- 閱讀節選:

3、也有的研究單位,做了粗末煎服和細末沖服的研究,認為可以提高藥效與使用率(注七)。
4、也有的地方,把單味甘草的飲片和粗末,作了水煎液的比較測定,結果,表明粗末煎出液的物理常數和甘草酸,煎出量均大于飲片(注八)
5、也有的地方做了“藥料體積大小的煎出率效果比較”可資參考(注九)。
有關的材料還很多,僅舉以上五個例子,已足夠說明問題。說明沈存中所筆談的,龐安時與《和劑局方》所實際使用的煮散法,大致是不減藥效的,而且是能節約一些藥材的。
我們今天的社會制度、生產條件、人民的生活條件和健康水平,都已和他們所處的時代截然不同。過去,廣大的群眾生病得不到及時的治療,藥材不但用于治療疾病,而且也用于預防疾病,所以,需要量不知比從前要大出多少倍,況且,有些藥,原來自然產量就不多,因而,節約使用和合理使用仍有必要。
煮散,是可以在保質保量的前提下,節約部分藥材的,值得溫習,值得研究。

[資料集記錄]
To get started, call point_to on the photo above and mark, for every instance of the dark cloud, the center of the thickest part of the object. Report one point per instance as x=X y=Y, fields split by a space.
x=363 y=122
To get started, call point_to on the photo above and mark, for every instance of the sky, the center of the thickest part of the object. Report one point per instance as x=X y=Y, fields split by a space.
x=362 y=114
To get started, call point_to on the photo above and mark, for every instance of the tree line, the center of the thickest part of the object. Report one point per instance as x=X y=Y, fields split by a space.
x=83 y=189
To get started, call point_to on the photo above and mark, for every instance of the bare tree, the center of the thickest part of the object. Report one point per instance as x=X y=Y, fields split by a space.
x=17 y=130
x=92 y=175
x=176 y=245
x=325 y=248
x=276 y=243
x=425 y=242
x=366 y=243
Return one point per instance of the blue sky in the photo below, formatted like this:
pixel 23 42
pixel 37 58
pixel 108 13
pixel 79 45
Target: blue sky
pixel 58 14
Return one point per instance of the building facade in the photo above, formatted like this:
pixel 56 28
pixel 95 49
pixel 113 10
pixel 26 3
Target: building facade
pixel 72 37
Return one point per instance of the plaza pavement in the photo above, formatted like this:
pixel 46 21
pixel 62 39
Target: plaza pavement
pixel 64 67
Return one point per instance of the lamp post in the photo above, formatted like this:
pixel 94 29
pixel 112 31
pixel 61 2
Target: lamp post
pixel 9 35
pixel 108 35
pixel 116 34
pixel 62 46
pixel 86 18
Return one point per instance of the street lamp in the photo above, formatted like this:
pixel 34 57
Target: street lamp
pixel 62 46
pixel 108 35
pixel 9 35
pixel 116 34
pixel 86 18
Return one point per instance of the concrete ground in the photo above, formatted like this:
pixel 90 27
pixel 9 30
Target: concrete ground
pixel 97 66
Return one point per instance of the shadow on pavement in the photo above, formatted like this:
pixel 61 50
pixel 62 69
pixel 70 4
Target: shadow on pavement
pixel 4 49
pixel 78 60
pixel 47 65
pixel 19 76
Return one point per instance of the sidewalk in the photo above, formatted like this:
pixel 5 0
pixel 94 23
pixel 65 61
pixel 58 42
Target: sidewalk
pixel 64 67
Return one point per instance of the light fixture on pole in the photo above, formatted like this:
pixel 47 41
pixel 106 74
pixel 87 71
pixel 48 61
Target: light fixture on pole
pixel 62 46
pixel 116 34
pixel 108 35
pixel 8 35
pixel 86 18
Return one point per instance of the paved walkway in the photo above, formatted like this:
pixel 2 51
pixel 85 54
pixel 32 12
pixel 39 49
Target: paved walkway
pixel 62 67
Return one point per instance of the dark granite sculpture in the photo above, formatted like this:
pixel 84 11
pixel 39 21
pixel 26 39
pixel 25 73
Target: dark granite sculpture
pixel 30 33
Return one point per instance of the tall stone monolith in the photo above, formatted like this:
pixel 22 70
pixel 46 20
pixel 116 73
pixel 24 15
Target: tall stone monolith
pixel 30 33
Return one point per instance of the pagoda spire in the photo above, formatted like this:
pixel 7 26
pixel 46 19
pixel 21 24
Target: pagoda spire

- 待辦事項:
1. 你能把關於煮散的節選中這句話譯成英文嗎:「煮散,是可以在保質保量的前提下,節約部分藥材的,值得溫習,值得研究。」
2. 你能從關於煮散的節選停下之處往下續寫嗎?
那些資料行在此不起任何作用。

- 編號回答:
1. Decocting medicinal powders (zhusan) can save part of the medicinal materials while ensuring both quality and quantity; it is worth reviewing and worth studying.

2.
1965年,曾參與醫療隊,到北京郊區某縣某公社,有關這一方面,做過一點工作。恰巧我們蹲點的,是一個公社衛生院,院里有簡單的中藥房,藥源雖不充,品種還可以,并有一套傳統的制藥工具。初去的時候,依照辨證論治的辦法開方。但用量僅用三分之一,親手抓藥,把藥分成幾組:一組是要碾的,又親手碾成適當大小的粗末;一組是不易碾末的,如天冬、熟地之類,就用刀切;一組是刀切也不行的,如竹茹、絲瓜絡、大腹皮之類,就用剪刀剪;還有一組是碾了即成細粉,反不適用,如花蕊石、紫石英、牡蠣之類,就改用銅杵器打碎(以上是舉些例子,并非同見于一方)。分組處理完畢,再把它歸并到一道,分為數份,囑病家每次用一份,每份煮二次,濾過服。價格廉,效果不差,頗受病家歡迎。后來經過普查,結合當時當地的發病情況和生活習慣,從特殊里得到一般,摸到一些共性,為了免得臨時慌張,忙中易錯,就和同隊的人以及當地的醫家,一道研究,根據古方,根據大家的經驗,再根據當時的需要,確定了幾個方子,也就是所謂協定處方,配好裝好,必要時,再根據辨證論治,加上一二味,選擇病勢發展比較規律的,病情比較穩定而不復雜的患者使用。這樣,取藥又快,用起來又方便,效果并不差。由于劑型雖改,內容雖已相應的減少,可是理論基礎未變,效果不受影響,站得住腳,同時又把道理講得清,在不長的時間里,在當地也就轉移了“以大方、貴藥為好”的風氣。病人越來越感興趣,有的竟專門來索取大夫親手做的粗散。
當然,一件事的推行,不可能是風平浪靜的,雖然這是部分的改革,也還聽到鄰近的非本公社的個別號稱知醫的人傳出一些流言蜚語。(注十)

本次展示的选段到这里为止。